═════ Texto fuente
Vi en corto recorrido cómo las calles se congestionaban, y los carros se desplazaban atestados de gentes rumbo hacia el sector del Edificio Administrativo de la ULA. Se divisaban enormes columnas de humo por el Viaducto de la 16. Nadie respetaba los semáforos. Eran como las diez y media de la mañana. Cuando llegué al semáforo del Viaducto, el tumulto de curiosos y jóvenes estudiantes cerraba la vía de Las Américas.
Haciendo piruetas espectaculares como pequeño Lada pude sortear fogatas, escombros, descomunales piedras y cauchos ardiendo.
Toda la cadena de edificios que por este sector convergen hacia el sector de La Humboldt estaba tomada por grupos de exaltados que bloqueaban la vía con escombros de basura, cauchos y trastos, chatarras de todo tipo. Vi una nevera vieja cruzada en la vía.
Estando ya en el edificio bajé y les hablé a los jóvenes, que concentrados alrededor de un radio y en el jardín escuchaban Radio Rumbos. Les pedí que cerraran la reja del estacionamiento y que evitaran que los cuerpos policiales que andaban por la ciudad disparando alegremente bombas, arremetieran contra el edificio. Todos me dijeron que lo harían pero nadie se movió de su lugar.
══════════
Tareas >>
a) Transcribe el fragmento del relato que empieza con "Toda la cadena" y sigue hasta "cruzada en la vía.".
b) Responde estas preguntas según el relato.
(i) ¿Qué hora era aproximadamente?
(ii) ¿Qué objeto estaba cruzado en la vía?
(iii) ¿Qué emisora escuchaban los jóvenes alrededor del radio?
c) Traduce al inglés esta oración del relato: "Se divisaban enormes columnas de humo por el Viaducto de la 16."
Los registros no tienen relación con el relato.
═════ Registros guardados
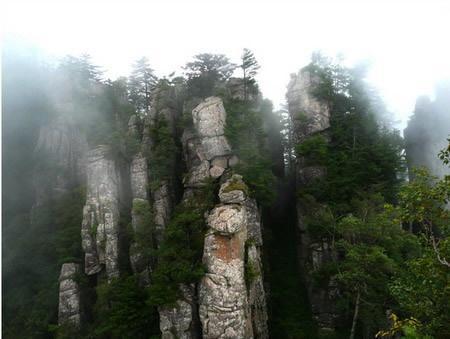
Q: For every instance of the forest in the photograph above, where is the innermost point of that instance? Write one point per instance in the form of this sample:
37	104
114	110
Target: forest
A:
322	218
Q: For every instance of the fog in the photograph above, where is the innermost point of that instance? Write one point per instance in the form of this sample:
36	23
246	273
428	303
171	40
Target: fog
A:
403	41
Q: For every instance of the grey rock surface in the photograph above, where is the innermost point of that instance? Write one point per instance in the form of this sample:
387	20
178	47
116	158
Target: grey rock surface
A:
228	307
100	225
69	305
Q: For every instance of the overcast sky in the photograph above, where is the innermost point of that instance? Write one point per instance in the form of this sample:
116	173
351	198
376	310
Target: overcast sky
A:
407	42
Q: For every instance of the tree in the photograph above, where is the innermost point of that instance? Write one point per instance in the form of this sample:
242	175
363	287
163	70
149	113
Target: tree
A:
141	83
249	68
206	73
444	154
422	202
423	288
══════════
Soluciones >>
a)
Toda la cadena de edificios que por este sector convergen hacia el sector de La Humboldt estaba tomada por grupos de exaltados que bloqueaban la vía con escombros de basura, cauchos y trastos, chatarras de todo tipo. Vi una nevera vieja cruzada en la vía.

b)
(i) Como las diez y media de la mañana.
(ii) Una nevera vieja.
(iii) Radio Rumbos.

c) Huge columns of smoke could be seen over the Viaducto de la 16.